Exercise directions ▸ Could you edit the passage on Taipei's betel nut withdrawal classes, giving the part from "The classes are" up to and including "to stop chewing." with "mandatory" changed to "compulsory"?

Provided passage ▸

☆ ☆ ☆ ☆

The Taipei City Government has begun holding betel nut withdrawal classes to help people who regularly chew the product to combat their addiction as the number of new cases of oral cancer continues to climb.
The classes are to become mandatory for people who are caught spitting betel nut juice or throwing betel nut residue on public ground, but they are also open for people who are looking advice on how to stop chewing.
People who spit betel nut juice are subject to a fine ranging from NT$1,200 to NT$6,000, according to the Waste Disposal Act (廢棄物清理法).
Starting yesterday, they are required to also attend the classes, and no-shows will be punished by a fine ranging from NT$5,000 to NT$300,000.
According to statistics compiled by the Ministry of Health and Welfare in 2012, more than 5,700 Taiwanese people are diagnosed with oral cancer each year, 2,300 of whom are killed by the disease.

☆ ☆ ☆ ☆

Records supplied ▸

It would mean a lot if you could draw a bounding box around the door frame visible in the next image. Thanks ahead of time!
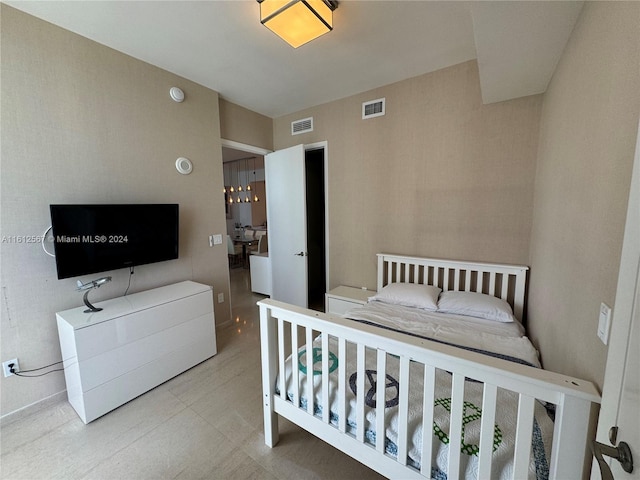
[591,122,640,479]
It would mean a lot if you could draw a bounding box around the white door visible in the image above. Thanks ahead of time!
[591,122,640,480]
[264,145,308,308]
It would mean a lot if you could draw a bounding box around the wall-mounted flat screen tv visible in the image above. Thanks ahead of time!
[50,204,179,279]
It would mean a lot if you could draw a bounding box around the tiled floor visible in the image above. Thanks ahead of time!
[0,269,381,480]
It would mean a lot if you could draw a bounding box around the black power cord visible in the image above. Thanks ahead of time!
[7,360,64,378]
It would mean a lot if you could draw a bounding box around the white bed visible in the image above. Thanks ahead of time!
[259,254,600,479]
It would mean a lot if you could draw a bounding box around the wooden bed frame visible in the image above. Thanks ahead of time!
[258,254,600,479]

☆ ☆ ☆ ☆

Exercise answer ▸
The classes are to become compulsory for people who are caught spitting betel nut juice or throwing betel nut residue on public ground, but they are also open for people who are looking advice on how to stop chewing.